■ Documentgedeelte:
•••
Vanaf 1 januari 2026 moet elke wijziging van het omgevingsplan worden opgesteld volgens de STOP/TPOD-standaard. Dat geldt ook voor regels waarmee u een gebiedsontwikkeling mogelijk maakt. Annoteren is daarbij essentieel: het zorgt ervoor dat regels juridisch correct worden verankerd, goed raadpleegbaar zijn en juist worden weergegeven in het Omgevingsloket.
Deze werkinstructie beschrijft wat u als gemeente moet doen bij het annoteren van regels voor gebiedsontwikkeling. In feite is dat niet anders dan ‘gewoon’ annoteren. We beperken ons daarom hierbij tot de hoofdlijn: de principes van het werken met locaties en annotaties. De technische uitvoering binnen uw plansoftware blijft buiten beschouwing.
Verdiepende informatie over locaties en annotaties is op meerdere plekken te vinden. Goede startplaatsen zijn de annotatierichtlijn van Geonovum en de documentatie van uw plansoftware.
Wat is annoteren?
•••
■ Aangeleverde gegevens:

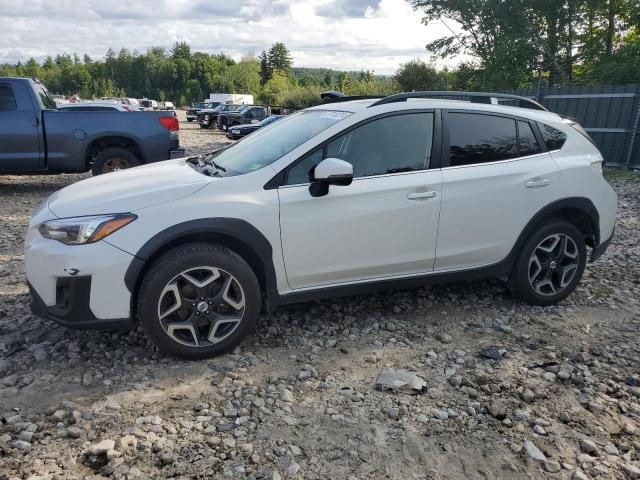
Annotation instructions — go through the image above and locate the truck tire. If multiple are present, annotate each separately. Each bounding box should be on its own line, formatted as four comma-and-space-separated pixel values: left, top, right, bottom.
91, 147, 140, 177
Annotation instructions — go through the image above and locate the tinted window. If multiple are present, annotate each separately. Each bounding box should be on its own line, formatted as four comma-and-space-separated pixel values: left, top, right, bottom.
538, 123, 567, 151
33, 83, 56, 109
0, 85, 18, 112
448, 113, 518, 166
518, 121, 540, 157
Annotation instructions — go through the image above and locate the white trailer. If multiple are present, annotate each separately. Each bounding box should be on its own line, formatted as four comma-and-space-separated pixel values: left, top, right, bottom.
209, 93, 253, 105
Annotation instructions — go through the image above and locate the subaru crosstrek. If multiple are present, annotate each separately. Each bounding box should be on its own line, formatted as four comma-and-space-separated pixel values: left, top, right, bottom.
25, 93, 617, 358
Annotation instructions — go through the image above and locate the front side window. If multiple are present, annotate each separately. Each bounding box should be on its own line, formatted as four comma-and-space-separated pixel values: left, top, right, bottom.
0, 85, 18, 112
207, 110, 350, 176
287, 113, 433, 185
447, 113, 518, 167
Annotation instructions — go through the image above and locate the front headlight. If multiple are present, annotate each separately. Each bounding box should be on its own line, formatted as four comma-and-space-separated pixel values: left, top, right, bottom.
38, 213, 138, 245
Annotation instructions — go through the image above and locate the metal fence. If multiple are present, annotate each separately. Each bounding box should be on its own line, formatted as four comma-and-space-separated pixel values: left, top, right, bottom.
507, 85, 640, 169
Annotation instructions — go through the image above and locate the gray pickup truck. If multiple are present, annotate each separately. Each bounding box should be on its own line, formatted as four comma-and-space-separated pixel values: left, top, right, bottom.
0, 77, 184, 175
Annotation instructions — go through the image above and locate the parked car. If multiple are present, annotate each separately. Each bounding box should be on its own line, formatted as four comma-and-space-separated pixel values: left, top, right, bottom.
100, 97, 132, 105
140, 98, 158, 112
217, 105, 270, 130
227, 115, 284, 140
58, 101, 136, 112
187, 102, 220, 122
0, 78, 184, 175
198, 103, 240, 128
25, 92, 617, 358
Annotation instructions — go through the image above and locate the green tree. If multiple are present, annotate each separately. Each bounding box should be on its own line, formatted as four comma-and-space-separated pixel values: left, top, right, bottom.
393, 59, 446, 92
259, 50, 271, 85
267, 42, 293, 74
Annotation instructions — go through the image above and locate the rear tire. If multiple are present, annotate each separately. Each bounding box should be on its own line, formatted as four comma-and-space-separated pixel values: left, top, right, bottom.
137, 243, 261, 360
508, 220, 587, 306
91, 147, 140, 177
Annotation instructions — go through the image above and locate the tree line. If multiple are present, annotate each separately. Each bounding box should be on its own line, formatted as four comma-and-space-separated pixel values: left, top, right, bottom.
0, 0, 640, 107
410, 0, 640, 90
0, 42, 399, 107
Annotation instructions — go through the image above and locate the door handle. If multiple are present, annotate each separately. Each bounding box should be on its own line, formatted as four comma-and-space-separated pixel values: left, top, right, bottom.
407, 191, 438, 200
524, 178, 551, 188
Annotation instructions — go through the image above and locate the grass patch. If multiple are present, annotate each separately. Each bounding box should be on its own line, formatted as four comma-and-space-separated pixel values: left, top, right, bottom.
604, 168, 640, 183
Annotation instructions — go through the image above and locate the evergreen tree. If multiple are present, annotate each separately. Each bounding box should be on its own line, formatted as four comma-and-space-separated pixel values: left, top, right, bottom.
267, 42, 293, 75
259, 50, 272, 85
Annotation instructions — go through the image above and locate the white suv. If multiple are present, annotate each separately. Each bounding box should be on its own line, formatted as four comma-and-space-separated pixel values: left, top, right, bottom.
25, 93, 617, 358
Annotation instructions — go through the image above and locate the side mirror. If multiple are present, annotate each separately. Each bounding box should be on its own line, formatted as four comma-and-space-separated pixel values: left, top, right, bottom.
309, 158, 353, 197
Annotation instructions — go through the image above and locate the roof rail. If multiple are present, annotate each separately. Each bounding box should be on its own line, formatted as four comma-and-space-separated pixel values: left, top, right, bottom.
320, 90, 385, 105
368, 91, 547, 111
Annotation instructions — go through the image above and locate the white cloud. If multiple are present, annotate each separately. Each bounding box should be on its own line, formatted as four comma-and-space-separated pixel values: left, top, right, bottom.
0, 0, 462, 74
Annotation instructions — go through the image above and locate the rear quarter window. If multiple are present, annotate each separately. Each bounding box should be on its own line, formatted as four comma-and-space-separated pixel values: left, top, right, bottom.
538, 123, 567, 152
0, 85, 18, 112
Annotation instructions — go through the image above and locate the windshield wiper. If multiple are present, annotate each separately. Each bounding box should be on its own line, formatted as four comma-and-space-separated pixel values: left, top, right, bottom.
202, 151, 228, 172
205, 158, 227, 172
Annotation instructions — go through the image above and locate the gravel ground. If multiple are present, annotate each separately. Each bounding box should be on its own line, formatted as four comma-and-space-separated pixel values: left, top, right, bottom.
0, 116, 640, 480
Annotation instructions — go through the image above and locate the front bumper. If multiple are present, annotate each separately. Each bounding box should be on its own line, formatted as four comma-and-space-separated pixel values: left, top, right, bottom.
25, 222, 134, 328
29, 277, 133, 330
589, 228, 616, 262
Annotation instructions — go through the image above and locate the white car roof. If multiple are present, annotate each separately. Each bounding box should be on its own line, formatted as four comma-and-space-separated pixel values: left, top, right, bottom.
309, 98, 561, 122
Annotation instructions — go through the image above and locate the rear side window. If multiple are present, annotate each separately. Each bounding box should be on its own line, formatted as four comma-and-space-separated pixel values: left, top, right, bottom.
448, 113, 518, 167
518, 121, 540, 157
0, 85, 18, 112
538, 123, 567, 151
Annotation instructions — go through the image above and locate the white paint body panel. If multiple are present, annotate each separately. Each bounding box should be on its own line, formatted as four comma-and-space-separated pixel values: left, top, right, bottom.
435, 153, 560, 270
279, 170, 442, 289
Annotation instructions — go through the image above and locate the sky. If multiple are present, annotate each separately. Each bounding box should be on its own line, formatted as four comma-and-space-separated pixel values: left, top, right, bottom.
0, 0, 460, 75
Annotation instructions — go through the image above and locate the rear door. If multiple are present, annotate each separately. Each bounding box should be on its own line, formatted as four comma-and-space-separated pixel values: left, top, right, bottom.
435, 110, 560, 271
0, 81, 45, 172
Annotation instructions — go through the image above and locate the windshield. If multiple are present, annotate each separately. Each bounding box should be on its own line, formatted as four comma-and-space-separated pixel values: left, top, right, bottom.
258, 115, 280, 127
205, 110, 351, 176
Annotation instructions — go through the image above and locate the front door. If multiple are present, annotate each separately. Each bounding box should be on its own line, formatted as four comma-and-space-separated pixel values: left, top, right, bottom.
0, 82, 44, 172
278, 112, 442, 290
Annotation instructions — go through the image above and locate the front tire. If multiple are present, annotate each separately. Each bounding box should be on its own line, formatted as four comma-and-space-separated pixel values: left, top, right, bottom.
509, 220, 587, 306
137, 243, 261, 359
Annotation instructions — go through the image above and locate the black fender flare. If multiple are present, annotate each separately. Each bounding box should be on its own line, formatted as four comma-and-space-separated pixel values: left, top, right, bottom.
501, 197, 600, 265
124, 217, 278, 312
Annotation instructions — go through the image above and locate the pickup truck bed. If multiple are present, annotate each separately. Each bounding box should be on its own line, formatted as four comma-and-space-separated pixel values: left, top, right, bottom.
0, 78, 184, 174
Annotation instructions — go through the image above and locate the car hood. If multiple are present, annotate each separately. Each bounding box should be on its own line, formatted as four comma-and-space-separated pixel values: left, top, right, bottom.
231, 123, 260, 130
49, 159, 208, 218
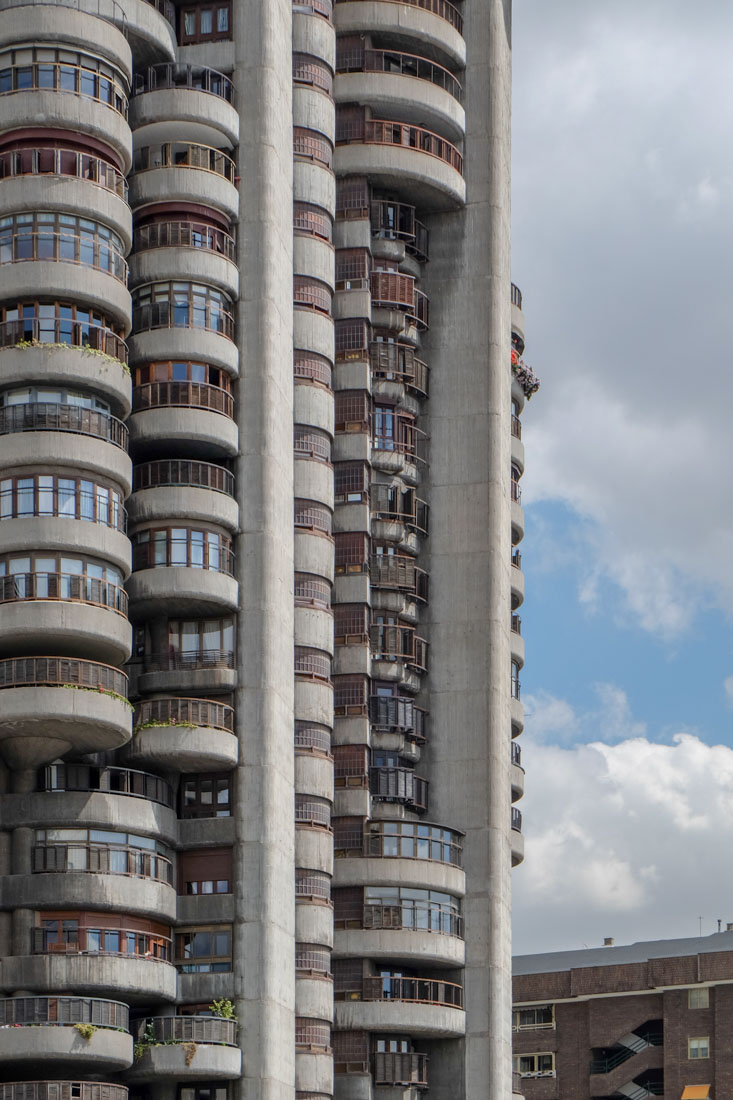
•••
■ Vereisten:
Stemmen de volgende uitspraken overeen met het documentgedeelte hierboven? Beantwoord elke uitspraak met ja of nee en citeer letterlijk de woorden uit het documentgedeelte die de doorslag geven.
(a) Vanaf 1 januari 2026 moet elke wijziging van het omgevingsplan volgens de STOP/TPOD-standaard worden opgesteld.
(b) De werkinstructie behandelt de technische uitvoering binnen de plansoftware.
(c) Annoteren van regels voor gebiedsontwikkeling verschilt wezenlijk van gewoon annoteren.

■ Antwoord opdracht:
(a) Ja: "Vanaf 1 januari 2026 moet elke wijziging van het omgevingsplan worden opgesteld volgens de STOP/TPOD-standaard."
(b) Nee: "De technische uitvoering binnen uw plansoftware blijft buiten beschouwing."
(c) Nee: "In feite is dat niet anders dan ‘gewoon’ annoteren."